**What the task requires:** Read the lines below. Copy out any that hold the string "white".
[[ Excerpted records open ]]
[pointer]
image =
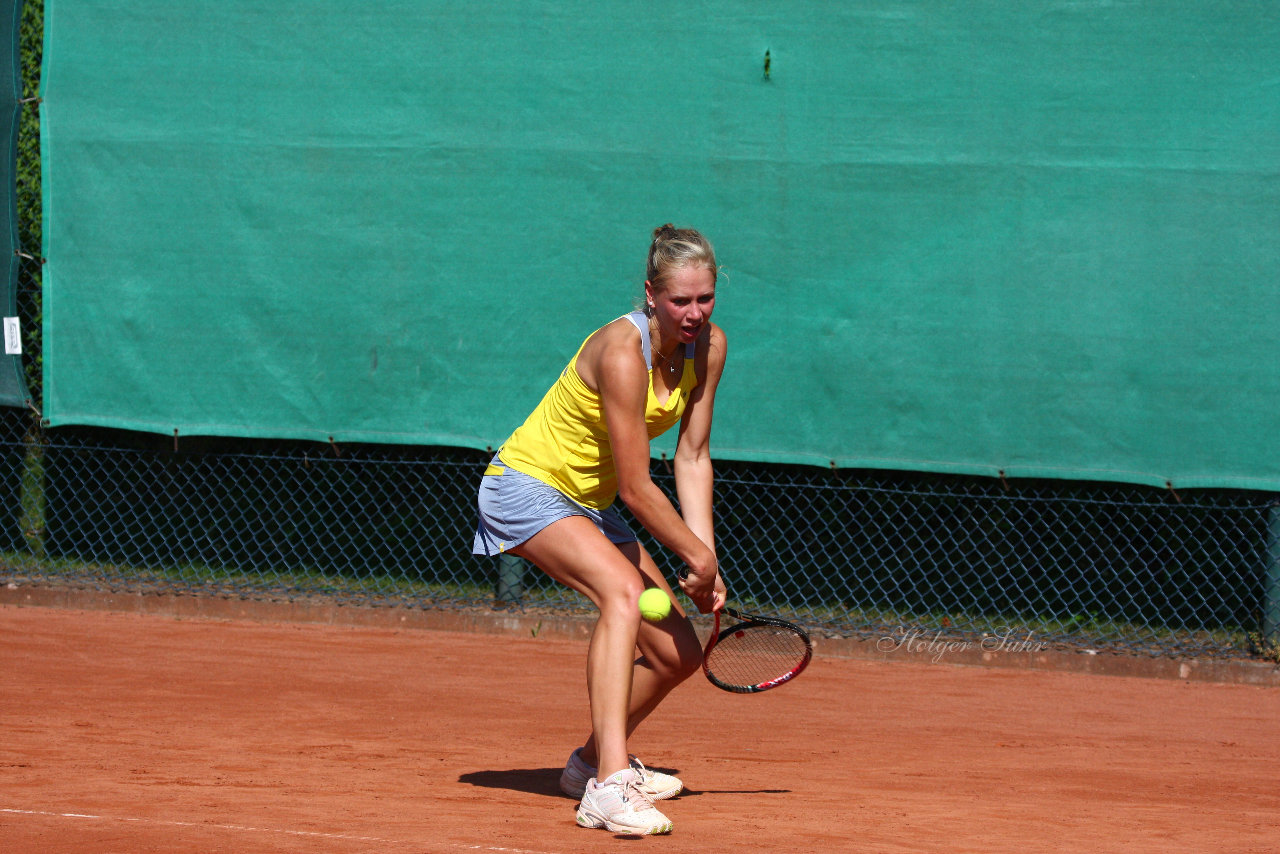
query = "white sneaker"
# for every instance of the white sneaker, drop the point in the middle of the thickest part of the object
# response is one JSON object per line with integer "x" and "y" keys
[[ Excerpted records closed ]]
**Exercise result:**
query = "white sneaker"
# for every instance of the white sneaker, drop the point in the middle of the thickest part of the object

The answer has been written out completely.